In this post, let’s delve a bit more in depth regarding wait stats.
The very first question: when do the wait stats occur?
Here is the simple answer. When SQL Server is executing any task, and if for any reason it has to wait for resources to execute the task, this wait is recorded by SQL Server with the reason for the delay. Later on we can analyze these wait stats to understand the reason the task was delayed and maybe we can eliminate the wait for SQL Server. It is not always possible to remove the wait type 100%, but there are few suggestions that can help.
Before we continue learning about wait types and wait stats, we need to understand three important milestones of the query life-cycle.
Running – a query which is being executed on a CPU is called a running query. This query is responsible for CPU time.
Runnable – a query which is ready to execute and waiting for its turn to run is called a runnable query. This query is responsible for Signal Wait time. (In other words, the query is ready to run but CPU is servicing another query).
Suspended – a query which is waiting due to any reason (to know the reason, we are learning wait stats) to be converted to runnable is suspended query. This query is responsible for wait time. (In other words, this is the time we are trying to reduce).
In simple words, query execution time is a summation of the query Executing CPU Time (Running) + Query Wait Time (Suspended) + Query Signal Wait Time (Runnable). Again, it may be possible a query goes to all these stats multiple times.
Let us try to understand the whole thing with a simple analogy of a taxi and a passenger.
Two friends, Tom and Danny, go to the mall together. When they leave the mall, they decide to take a taxi. Tom and Danny both stand in the line waiting for their turn to get into the taxi. This is the Signal Wait Time as they are ready to get into the taxi but the taxis are currently serving other customer and they have to wait for their turn. In other word they are in a runnable state.

_ _ _

**Set of tasks:**
(1) According to the wait stats post, what is a query that is ready to execute and waiting for its turn called?
(2) Please repeat everything in the wait stats post from "Here is the" down to "for CPU time.".
These lines have nothing to do with the wait stats post.

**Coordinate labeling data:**

_ _ _

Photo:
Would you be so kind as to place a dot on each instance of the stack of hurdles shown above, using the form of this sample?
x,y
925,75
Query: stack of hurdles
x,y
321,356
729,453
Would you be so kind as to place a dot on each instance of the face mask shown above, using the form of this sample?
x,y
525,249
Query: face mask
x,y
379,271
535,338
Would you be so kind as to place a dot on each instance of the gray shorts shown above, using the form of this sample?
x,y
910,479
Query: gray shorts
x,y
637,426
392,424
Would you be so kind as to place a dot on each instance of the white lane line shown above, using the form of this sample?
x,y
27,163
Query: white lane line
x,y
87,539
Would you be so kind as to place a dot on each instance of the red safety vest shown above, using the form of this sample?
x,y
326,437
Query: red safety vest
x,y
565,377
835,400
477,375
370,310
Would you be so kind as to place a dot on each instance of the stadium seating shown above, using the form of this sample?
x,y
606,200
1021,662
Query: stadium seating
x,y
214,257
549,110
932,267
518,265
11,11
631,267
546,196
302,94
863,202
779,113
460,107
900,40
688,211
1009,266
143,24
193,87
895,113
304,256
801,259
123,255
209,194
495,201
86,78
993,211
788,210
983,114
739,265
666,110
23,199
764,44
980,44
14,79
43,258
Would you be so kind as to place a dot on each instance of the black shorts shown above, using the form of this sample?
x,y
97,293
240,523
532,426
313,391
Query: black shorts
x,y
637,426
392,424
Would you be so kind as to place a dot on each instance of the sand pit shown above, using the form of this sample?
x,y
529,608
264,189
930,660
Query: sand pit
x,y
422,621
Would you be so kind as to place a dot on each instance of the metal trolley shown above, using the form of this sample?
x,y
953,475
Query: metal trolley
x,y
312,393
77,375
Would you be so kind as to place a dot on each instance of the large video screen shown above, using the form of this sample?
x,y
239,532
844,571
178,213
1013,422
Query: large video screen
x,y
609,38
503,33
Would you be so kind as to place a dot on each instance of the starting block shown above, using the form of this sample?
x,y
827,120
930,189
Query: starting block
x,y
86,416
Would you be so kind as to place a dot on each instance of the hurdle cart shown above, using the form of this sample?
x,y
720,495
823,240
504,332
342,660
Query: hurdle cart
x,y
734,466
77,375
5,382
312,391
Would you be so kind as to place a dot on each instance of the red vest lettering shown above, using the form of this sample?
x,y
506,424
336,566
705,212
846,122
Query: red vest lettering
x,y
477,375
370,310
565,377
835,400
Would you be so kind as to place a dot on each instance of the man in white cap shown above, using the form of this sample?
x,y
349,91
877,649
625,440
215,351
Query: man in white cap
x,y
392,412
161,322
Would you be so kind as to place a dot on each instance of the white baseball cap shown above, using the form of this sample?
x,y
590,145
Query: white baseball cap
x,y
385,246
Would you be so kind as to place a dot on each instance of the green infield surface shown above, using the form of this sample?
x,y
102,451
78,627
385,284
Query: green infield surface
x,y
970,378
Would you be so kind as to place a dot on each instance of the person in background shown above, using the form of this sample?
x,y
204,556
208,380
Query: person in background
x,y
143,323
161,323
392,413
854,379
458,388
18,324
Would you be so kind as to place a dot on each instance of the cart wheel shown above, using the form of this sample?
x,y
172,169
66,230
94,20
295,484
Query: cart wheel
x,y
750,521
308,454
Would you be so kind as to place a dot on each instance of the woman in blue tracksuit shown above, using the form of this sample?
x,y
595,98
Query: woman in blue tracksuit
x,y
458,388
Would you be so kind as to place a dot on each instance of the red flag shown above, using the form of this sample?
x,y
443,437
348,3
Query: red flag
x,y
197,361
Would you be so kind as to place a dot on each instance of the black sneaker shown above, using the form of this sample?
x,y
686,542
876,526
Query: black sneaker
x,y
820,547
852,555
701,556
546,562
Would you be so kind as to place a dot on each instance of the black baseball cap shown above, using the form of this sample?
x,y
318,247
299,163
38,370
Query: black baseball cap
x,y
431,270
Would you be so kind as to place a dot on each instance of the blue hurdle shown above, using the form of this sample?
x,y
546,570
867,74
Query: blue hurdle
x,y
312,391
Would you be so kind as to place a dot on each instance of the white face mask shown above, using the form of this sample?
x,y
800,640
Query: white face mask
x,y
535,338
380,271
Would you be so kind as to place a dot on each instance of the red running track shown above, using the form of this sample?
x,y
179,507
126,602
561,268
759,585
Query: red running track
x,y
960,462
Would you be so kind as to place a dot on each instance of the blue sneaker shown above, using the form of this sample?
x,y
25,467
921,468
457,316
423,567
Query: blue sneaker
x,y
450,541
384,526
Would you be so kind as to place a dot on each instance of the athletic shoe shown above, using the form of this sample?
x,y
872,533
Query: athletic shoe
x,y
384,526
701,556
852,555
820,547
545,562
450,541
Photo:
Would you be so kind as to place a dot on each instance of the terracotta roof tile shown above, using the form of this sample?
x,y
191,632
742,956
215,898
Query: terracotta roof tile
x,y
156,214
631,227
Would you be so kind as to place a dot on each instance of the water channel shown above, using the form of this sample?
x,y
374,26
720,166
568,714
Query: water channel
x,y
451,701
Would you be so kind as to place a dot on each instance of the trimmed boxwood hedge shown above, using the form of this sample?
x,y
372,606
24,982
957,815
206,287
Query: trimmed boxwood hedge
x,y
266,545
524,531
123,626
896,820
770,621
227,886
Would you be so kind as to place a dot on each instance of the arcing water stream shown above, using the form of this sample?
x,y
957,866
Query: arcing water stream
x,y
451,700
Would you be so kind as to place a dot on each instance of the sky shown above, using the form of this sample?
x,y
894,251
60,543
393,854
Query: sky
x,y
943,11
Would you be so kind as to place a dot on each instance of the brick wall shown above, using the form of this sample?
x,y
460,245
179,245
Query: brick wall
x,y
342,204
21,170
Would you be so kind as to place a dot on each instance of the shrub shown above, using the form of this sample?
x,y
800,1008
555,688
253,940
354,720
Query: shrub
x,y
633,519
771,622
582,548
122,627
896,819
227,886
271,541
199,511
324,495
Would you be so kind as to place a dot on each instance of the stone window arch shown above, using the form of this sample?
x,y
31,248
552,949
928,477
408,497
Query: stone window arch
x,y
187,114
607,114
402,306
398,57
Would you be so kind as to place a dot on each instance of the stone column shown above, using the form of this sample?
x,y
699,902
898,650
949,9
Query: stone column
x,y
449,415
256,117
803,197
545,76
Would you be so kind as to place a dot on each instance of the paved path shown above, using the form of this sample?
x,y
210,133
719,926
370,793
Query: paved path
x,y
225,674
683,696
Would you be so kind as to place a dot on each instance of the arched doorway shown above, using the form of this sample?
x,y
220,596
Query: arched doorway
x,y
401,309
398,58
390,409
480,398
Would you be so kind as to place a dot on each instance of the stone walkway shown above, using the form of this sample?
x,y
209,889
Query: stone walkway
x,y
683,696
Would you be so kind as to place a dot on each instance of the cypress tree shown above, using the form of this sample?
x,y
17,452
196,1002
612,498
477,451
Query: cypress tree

_ _ _

**Exercise results:**
(1) A runnable query.

(2)
Here is the simple answer. When SQL Server is executing any task, and if for any reason it has to wait for resources to execute the task, this wait is recorded by SQL Server with the reason for the delay. Later on we can analyze these wait stats to understand the reason the task was delayed and maybe we can eliminate the wait for SQL Server. It is not always possible to remove the wait type 100%, but there are few suggestions that can help.
Before we continue learning about wait types and wait stats, we need to understand three important milestones of the query life-cycle.
Running – a query which is being executed on a CPU is called a running query. This query is responsible for CPU time.